• Instruction 1
In the rows starting at the one containing "Reviewer note: check that each instance of the reindeer lying" and ending at the one containing "148], [116, 157]]", change "lying on grass" to "resting on grass" and reproduce only those rows with everything else unchanged.

Thursday, December 4, 2008

Appreciating the Small Stuff

Someone visiting the ranch recently told me that I am not doing full pictorial justice to this varied and diverse land. I am apparently drawn to sweeping views like this,
and this, while much of the ranch is covered in forest and the ground littered with leaves and needles where a wide ranging variety of things live. Like these little mushrooms.
So, while I have been driving around in our little orange Kubota bringing in the cattle for our fall gather, I have been trying to retrain my eyes to see the small stuff. These look something like a wedding cake I think.
And we have lots of Spanish moss shimmering in the oaks with captured fall leaves bringing bright spots of color.
Here is an interesting specimen we found lurking in the woods!
This one looks like it belongs under the sea. It seemed to glow amidst the dark cover of trees.Does anyone know what varieties any of these mushrooms are? We were taught by some tree planters to identify and eat morels, (which I didn't find during my recent foray into the woods!) but beyond that we are at a loss.


  1. definatly find someone knowledgable before eating any mushrooms. I am sure you know that. I dont know the first one but the second looks like a coral mushroom. we found a good mushroom book at Borders. Morels are a spring mushroom, and if you have them where you are chantrels are this time of year, if they havnt frozw yet. enjoy!

  2. Ah, I went to see where you are and you are in the PNW, that is where I am, SW WA, so chantrels should be out they are easy and we pick and can them every year!

  3. The only mushrooms I'll eat come in plastic wrapped cartons from Albertsons. At least I have someone to sue if I die.

    Great post.


  4. We are pretty new to mushrooms too, moving here where they grow all over has been interesting. A good mushroom book or two (I have "The Meandering Mushroomer") is helpful, best is a friendly neighbor to show you what is what and especially which ones are edible. So far we have tried morels in the spring and chanterelles in the fall. Delicious!

    That said, I believe your first cluster type mushroom MAY be Flammulina Velutipes the Winter Mushroom (or maybe not ;) I am certain the last one is a type of coral mushroom - could be Formosa Coral or Yellow Coral. Also maybe Gelatinous Coral. Some coral mushrooms are edible (but inferior according to the book) some not. I wouldn't eat it!

• Instruction 2
Answer these questions from the ranch blog post:
(a) What vehicle does the writer drive while bringing in the cattle for the fall gather?
(b) What is the title of the mushroom book that the fourth commenter owns?
(c) According to the first comment, in what season do morels appear?

• Input records
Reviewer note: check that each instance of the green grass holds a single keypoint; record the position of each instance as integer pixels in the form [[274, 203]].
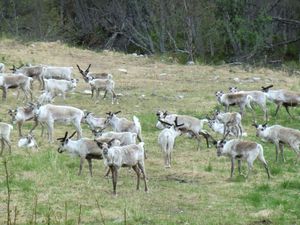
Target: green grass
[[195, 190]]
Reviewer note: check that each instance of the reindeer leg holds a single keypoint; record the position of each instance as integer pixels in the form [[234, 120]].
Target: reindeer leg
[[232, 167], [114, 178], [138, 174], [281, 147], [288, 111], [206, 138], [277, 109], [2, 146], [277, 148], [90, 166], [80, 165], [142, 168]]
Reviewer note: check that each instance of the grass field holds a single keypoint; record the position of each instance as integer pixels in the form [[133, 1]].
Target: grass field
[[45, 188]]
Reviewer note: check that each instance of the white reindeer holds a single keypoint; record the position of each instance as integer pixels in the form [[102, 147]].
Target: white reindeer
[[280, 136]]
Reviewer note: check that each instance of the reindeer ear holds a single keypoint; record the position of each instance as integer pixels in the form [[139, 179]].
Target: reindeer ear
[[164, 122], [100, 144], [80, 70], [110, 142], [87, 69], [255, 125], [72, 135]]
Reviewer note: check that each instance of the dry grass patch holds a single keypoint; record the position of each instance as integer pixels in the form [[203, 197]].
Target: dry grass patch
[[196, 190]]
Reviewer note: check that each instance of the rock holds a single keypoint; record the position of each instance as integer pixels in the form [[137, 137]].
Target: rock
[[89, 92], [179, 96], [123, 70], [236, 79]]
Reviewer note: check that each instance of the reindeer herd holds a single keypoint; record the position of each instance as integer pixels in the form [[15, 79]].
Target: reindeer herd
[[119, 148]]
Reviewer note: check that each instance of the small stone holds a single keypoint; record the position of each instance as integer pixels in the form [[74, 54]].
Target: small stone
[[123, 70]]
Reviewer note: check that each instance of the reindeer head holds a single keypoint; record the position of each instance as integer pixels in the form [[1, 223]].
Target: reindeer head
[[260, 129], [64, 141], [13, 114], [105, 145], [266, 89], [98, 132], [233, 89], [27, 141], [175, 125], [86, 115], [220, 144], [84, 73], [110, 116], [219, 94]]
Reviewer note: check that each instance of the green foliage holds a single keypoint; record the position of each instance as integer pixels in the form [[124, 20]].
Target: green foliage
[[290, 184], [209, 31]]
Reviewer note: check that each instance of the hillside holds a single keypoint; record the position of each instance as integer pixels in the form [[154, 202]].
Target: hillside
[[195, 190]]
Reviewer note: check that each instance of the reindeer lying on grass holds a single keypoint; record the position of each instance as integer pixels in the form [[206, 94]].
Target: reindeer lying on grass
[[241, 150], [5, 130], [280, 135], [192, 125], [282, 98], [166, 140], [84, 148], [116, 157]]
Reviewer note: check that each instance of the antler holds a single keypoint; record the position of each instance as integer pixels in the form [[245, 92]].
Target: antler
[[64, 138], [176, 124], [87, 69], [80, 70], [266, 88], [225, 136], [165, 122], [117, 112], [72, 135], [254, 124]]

* * *

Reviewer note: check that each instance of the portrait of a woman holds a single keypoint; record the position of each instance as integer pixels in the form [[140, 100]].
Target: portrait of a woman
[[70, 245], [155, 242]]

• Expected output 1
Reviewer note: check that each instance of the reindeer resting on grass holds a single keypoint; record the position of each instance as integer pixels in the form [[206, 94]].
Target: reindeer resting on grass
[[241, 150], [5, 130], [280, 135], [192, 125], [282, 98], [166, 140], [84, 148], [116, 157]]

• Expected output 2
(a) A little orange Kubota.
(b) "The Meandering Mushroomer."
(c) Spring.